• Text shown:

Target shape reminder¶
A Target is just another corpus entity. Minimum viable:
kind: target
id: senior_eng_foo_corp
role_title: Senior Engineer
organization_name: Foo Corp
emphasis_skill_ids:
- python
- distributed_systems
avoid_skill_ids: []
requirements:
- "5+ years distributed systems"
- "Python or Rust"
job_posting_url: https://jobs.example.com/123
emphasis_skill_ids bias scoring upward (direct match beats ancestor
match); avoid_skill_ids push claims toward the floor and exclude
matching skills from the rendered skill list. requirements is
free-form text surfaced to the LLM in Pass A and Pass B prompts; the
selector does not score against it.
No-new-facts guard¶
Pass B rewrites are checked for numeric tokens (dollar amounts,
percentages, plain integers) that do not appear in the source claim.
If the LLM returns "Reduced ingestion latency by 50ms" for a source
that reads "Reduced ingestion latency", the rewrite is rejected and
the original text is emitted instead. Reorderings and synonyms pass;
only fabricated metrics trigger a fallback. Named-entity and
proper-noun checks are a future enhancement.

• Exercises to complete:
(1) In the text shown, what happens when a Pass B rewrite contains a numeric token that does not appear in the source claim?
(2) List every top-level field name in the minimum viable Target example in the text shown.

(Dataset entries)
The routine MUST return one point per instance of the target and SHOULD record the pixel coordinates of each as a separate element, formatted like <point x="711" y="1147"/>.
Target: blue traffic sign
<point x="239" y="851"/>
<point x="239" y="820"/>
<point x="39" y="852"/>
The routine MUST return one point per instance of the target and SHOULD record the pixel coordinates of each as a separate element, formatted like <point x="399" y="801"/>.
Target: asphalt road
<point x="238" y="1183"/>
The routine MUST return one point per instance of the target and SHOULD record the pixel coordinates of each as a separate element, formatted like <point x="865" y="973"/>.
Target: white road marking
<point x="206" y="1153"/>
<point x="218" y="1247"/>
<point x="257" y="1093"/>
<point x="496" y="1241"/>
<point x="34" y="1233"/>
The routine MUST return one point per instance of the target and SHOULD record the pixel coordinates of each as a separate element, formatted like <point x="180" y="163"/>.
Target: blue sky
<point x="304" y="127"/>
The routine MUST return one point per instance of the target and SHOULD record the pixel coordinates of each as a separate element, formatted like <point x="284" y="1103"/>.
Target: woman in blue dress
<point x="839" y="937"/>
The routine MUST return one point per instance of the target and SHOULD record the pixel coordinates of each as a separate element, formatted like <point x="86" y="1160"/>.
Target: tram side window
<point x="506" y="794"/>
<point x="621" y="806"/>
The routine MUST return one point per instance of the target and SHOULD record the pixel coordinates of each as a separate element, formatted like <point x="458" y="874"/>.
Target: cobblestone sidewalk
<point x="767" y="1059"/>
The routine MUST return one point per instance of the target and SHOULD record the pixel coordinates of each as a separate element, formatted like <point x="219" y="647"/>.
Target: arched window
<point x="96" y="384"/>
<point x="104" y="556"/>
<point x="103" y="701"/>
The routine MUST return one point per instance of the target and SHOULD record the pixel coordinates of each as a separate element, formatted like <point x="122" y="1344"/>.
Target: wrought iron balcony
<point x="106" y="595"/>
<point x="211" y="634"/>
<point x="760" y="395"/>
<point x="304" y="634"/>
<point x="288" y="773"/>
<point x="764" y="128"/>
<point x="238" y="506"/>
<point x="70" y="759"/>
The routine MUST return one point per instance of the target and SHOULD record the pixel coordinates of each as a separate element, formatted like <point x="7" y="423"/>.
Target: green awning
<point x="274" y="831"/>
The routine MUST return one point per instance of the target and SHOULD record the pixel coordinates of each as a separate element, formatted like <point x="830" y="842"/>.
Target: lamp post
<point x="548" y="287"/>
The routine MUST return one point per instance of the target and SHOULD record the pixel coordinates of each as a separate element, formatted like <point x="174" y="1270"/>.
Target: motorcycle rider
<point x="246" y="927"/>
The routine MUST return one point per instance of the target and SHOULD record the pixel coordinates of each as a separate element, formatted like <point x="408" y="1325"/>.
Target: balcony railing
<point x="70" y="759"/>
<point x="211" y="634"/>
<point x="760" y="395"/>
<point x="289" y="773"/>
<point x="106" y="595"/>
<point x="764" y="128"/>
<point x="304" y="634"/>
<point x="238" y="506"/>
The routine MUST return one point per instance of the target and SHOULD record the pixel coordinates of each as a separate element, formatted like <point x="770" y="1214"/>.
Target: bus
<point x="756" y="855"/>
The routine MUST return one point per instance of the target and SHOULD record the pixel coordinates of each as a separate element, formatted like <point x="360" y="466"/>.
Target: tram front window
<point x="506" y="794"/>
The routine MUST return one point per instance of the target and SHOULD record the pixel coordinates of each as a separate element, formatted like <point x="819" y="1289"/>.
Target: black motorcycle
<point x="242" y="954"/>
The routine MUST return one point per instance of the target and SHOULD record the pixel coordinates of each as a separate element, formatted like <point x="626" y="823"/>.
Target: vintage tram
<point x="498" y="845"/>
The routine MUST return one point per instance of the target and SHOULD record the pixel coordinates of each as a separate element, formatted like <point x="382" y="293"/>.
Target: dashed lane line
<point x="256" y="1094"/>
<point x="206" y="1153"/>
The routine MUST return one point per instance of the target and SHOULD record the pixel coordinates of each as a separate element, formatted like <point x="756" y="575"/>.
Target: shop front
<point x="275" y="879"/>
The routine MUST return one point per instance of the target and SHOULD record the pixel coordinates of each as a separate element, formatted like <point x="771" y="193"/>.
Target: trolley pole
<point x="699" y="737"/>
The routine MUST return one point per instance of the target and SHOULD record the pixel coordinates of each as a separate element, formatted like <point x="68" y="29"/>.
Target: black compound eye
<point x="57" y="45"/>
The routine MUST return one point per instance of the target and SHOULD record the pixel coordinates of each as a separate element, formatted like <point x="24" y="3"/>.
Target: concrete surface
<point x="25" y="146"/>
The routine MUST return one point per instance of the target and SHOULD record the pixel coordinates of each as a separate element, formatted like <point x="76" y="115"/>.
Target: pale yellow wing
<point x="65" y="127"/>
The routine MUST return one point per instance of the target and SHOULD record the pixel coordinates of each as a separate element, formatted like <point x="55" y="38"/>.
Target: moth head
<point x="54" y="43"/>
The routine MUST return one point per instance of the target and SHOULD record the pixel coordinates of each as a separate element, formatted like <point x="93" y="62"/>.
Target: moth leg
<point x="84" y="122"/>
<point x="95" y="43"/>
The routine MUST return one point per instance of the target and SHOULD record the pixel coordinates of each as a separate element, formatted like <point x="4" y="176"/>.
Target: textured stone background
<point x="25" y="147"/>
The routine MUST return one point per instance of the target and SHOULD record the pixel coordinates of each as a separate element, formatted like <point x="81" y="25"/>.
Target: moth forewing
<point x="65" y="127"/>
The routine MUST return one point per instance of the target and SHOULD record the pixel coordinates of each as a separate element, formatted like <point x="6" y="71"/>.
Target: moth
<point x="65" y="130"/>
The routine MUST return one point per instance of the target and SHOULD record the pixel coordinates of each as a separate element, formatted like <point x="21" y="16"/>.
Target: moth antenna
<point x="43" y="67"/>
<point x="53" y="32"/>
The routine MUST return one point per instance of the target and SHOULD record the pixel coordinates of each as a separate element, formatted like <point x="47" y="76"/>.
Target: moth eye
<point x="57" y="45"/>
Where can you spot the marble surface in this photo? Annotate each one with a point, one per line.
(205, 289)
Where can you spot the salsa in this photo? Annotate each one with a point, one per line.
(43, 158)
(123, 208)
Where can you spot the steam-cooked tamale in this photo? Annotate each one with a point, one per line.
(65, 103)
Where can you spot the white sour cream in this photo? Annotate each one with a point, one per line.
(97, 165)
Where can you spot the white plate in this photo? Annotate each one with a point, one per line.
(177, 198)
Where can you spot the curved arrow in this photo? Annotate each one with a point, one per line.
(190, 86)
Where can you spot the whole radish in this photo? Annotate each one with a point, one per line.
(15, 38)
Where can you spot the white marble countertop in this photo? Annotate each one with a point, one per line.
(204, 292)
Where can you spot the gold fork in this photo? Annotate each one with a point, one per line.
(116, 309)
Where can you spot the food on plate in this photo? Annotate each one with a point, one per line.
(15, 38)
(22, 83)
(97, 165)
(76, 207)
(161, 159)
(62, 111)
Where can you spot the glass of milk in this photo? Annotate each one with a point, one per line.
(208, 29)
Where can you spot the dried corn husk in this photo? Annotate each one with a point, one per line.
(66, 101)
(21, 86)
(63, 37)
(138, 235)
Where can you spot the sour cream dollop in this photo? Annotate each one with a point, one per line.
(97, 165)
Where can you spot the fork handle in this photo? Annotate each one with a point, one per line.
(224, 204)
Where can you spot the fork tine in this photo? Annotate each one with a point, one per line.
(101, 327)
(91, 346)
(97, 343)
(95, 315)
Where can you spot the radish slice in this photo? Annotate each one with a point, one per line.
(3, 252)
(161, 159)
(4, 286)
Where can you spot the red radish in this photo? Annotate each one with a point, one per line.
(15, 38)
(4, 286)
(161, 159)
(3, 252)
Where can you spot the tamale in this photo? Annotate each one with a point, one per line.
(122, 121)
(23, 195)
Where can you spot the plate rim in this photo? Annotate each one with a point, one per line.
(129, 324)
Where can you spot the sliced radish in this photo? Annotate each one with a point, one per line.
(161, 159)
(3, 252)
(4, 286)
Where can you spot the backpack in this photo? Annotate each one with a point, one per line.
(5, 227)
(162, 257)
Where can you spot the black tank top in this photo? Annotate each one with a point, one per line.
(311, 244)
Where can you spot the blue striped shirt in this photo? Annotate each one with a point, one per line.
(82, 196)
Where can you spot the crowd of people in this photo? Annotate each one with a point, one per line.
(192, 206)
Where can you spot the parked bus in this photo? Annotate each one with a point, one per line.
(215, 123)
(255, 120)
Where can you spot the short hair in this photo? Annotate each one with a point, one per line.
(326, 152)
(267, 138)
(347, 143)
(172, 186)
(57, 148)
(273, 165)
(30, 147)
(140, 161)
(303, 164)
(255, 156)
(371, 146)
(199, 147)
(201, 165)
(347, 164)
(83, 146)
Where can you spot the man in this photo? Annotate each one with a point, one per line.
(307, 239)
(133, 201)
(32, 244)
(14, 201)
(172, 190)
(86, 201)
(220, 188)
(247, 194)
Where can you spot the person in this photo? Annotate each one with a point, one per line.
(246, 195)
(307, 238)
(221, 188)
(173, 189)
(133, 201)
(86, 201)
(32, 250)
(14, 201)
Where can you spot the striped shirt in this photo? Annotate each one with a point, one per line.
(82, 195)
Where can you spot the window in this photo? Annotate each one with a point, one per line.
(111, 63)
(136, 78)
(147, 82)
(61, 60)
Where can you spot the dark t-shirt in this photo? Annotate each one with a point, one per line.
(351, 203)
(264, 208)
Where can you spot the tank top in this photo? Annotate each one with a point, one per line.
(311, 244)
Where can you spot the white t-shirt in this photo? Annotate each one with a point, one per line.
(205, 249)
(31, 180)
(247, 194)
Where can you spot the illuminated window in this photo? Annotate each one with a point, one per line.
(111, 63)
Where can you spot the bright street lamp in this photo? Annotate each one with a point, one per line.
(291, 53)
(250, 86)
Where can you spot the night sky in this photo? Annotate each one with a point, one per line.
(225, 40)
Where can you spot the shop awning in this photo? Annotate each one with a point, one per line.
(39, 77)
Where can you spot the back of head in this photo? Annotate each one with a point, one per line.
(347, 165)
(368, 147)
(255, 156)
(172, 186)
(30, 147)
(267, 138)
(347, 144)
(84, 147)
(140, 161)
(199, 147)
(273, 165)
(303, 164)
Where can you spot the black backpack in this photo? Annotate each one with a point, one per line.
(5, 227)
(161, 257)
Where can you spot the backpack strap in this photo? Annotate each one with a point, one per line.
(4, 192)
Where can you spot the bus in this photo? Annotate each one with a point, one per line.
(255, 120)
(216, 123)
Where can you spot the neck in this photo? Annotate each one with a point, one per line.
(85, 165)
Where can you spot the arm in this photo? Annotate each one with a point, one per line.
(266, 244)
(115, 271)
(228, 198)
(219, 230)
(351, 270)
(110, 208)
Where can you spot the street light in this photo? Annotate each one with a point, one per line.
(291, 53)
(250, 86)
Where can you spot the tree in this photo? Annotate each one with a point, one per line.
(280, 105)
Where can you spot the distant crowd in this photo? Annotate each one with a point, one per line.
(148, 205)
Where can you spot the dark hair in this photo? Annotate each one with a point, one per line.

• Answers:
(1) The rewrite is rejected, and the original text is emitted instead.

(2) kind, id, role_title, organization_name, emphasis_skill_ids, avoid_skill_ids, requirements, job_posting_url